# Aim of the exercise
Reproduce the lines from the one containing "blue sky, and" through the end of the items, swapping "keypoint" for "marker" and leaving everything else unchanged.

(Object pointing dataset rows)
▼▼▼

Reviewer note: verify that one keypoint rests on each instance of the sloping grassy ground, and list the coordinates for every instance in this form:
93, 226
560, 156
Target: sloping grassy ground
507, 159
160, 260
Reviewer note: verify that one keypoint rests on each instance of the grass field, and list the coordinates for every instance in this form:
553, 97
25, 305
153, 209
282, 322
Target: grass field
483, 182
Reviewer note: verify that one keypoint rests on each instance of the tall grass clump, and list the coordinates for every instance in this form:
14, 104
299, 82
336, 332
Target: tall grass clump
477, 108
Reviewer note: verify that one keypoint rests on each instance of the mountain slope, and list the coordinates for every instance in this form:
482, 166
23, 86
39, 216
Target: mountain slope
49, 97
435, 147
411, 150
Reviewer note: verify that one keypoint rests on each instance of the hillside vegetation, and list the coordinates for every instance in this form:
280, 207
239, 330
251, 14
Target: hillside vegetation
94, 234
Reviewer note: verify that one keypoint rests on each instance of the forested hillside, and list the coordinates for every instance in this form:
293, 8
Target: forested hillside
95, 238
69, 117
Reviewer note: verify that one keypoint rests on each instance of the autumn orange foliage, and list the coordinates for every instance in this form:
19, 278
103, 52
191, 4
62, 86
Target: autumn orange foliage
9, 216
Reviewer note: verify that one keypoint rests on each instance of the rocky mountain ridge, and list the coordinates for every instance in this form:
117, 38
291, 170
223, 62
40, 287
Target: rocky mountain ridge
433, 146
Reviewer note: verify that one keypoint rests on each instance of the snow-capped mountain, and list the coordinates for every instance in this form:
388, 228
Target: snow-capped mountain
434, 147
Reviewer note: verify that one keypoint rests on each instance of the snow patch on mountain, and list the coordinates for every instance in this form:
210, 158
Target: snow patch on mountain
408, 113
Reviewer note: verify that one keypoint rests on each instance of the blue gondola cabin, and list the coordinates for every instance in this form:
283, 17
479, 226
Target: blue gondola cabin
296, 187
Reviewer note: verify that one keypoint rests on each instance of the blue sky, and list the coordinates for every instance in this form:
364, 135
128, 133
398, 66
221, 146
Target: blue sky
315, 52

▲▲▲

# Reply
Reviewer note: verify that one marker rests on each instance of the blue sky, and list the coordinates for every instance in this form:
364, 135
128, 133
398, 66
221, 146
Target: blue sky
315, 52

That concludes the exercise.